Objectives
(a) In the passage on Wang's poetry, what is the poem "In Memory" generally seen as?
(b) Retype the part of the passage on Wang's poetry starting with "He has his reservation" and going on through "a silent listener.".
(c) The passage on Wang's poetry quotes "In Memory." In the third stanza of that poem, what does the speaker say they decided, resolved, or wanted to be? List each one.

:: Quoted text ::

He has his reservation not just about the mass production of poems, but also about the hackneyed poetics, pointing out its limited access to the real experience of the complex society and limited means to make a bland pot of poetry. And the influence of western modernist poetry Wang came under helped to add a subtle yet satirical linguistic sensibility to the lines.


The poem “In Memory,” generally seen as the milestone for the living language poetry, revolves around a son’s reveries, partially in monologue, partially in dialogue to a silent listener.


One of the wine cups standing / on the table must be yours / the drawer fallen out in moving / presents a letter you forgot to mail out / the old leather shoes remained anchored under the bed / thinking so hard / the razor rusted with your beard / why is all turning into the past so fast / when blowing out the match / I look up to see you / smoking in the mirror / sitting there every morning / feeling confounded / being clever / consequently, being helpless / losing temper invariably out of self spite / you are swarthy / and large-pored / when the sad wild geese flit through your eyes / autumn is gone / Oh I am you. // No you forget you /always pushed me out the door / when I thought the matter was over / as if punishing me by making me wait on the street corner / you purposely ignored me ignored the poem / I had left on the tea table / flicking the cigarette ash I conceived / myself as the broken tin ashtray / repeatedly singed by you/ when you turned out the light the world’s dark / you made me run naked / falling from the roof into the sea / I believe the dream believing / now you beat the back of my head again with your disgusting glance / it’s all because / because I am you // When I decided to be a good student the next day / the alarm clock had to stop midnight / when I resolved to be a worker earning honest money / I got summoned away to serve as a conductor / when I wanted to make a good husband / the sausage was sold out in the deli / somehow the damned world / always stands in my way / I would rather turn into a rotten egg / so I was willing to reconcile with everything / and with you when you / turned of a sudden and left / In short, it’s normal to rain in a sunny afternoon / look, the rain drops shine in the light / harmonious like a couple of waifs / so nothing really matters that much / you speak why don’t you speak /the stubbornly silent palm.

:::
:: Dataset entries ::

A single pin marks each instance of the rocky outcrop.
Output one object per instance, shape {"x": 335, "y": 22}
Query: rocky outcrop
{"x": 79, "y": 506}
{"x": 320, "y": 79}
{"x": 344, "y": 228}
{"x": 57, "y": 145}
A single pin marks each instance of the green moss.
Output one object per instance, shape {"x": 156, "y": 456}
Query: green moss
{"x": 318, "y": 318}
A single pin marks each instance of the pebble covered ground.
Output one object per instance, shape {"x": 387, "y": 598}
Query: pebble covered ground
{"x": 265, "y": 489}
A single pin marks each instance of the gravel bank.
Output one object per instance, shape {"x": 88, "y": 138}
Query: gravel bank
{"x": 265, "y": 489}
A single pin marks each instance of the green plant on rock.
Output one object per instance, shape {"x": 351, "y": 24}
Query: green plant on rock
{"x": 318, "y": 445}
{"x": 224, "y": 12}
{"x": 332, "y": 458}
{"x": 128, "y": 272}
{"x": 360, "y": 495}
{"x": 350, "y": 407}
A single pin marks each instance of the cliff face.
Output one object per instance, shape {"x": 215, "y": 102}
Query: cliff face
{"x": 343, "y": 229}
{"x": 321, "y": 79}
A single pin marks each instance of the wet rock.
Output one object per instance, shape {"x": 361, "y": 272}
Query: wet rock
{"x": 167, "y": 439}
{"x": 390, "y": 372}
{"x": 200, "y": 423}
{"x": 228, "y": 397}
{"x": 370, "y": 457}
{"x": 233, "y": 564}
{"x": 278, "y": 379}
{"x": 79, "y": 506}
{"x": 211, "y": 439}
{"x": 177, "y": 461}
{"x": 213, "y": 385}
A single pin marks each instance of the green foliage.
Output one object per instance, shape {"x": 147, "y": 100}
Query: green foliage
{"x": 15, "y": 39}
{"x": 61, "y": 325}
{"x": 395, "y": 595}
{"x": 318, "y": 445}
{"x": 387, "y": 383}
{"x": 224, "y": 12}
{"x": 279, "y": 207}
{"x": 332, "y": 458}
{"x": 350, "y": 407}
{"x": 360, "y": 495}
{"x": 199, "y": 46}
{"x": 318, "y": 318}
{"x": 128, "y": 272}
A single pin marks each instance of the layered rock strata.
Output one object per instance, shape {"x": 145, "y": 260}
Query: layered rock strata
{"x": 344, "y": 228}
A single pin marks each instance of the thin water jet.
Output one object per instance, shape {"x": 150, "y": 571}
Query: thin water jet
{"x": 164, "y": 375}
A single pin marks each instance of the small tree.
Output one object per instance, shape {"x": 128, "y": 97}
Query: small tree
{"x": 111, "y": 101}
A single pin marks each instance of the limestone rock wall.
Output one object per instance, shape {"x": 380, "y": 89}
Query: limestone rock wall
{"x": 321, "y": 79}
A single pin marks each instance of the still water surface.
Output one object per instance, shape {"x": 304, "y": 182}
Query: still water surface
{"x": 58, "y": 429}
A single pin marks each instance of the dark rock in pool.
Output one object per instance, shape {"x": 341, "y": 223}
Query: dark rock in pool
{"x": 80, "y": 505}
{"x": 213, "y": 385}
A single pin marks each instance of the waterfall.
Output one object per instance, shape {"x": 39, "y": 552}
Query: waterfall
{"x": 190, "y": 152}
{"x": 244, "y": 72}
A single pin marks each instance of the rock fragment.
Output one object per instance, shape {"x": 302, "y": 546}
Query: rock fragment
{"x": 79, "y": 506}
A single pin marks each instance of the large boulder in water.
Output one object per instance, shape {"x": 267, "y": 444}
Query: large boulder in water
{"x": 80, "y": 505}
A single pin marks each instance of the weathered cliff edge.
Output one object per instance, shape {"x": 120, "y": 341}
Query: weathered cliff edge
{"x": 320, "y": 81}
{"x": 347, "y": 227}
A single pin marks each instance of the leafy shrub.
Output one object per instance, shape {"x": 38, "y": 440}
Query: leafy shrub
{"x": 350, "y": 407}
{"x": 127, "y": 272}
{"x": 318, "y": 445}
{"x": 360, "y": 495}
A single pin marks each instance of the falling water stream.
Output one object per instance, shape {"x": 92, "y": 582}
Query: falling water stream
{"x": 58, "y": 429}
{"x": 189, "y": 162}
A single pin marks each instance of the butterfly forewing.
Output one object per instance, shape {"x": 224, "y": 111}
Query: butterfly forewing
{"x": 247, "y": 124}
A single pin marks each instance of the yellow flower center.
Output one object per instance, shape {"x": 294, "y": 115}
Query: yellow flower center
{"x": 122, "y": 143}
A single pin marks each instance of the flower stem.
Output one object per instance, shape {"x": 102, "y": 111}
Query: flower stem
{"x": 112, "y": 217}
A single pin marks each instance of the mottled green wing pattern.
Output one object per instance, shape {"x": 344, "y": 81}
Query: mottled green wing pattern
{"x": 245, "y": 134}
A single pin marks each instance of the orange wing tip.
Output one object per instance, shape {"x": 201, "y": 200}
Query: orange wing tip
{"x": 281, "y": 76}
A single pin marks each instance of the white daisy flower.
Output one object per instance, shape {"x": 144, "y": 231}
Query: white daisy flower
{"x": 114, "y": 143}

:::

Outputs by task
(a) The milestone for the living language poetry.

(b)
He has his reservation not just about the mass production of poems, but also about the hackneyed poetics, pointing out its limited access to the real experience of the complex society and limited means to make a bland pot of poetry. And the influence of western modernist poetry Wang came under helped to add a subtle yet satirical linguistic sensibility to the lines.


The poem “In Memory,” generally seen as the milestone for the living language poetry, revolves around a son’s reveries, partially in monologue, partially in dialogue to a silent listener.

(c)
- a good student
- a worker earning honest money
- a good husband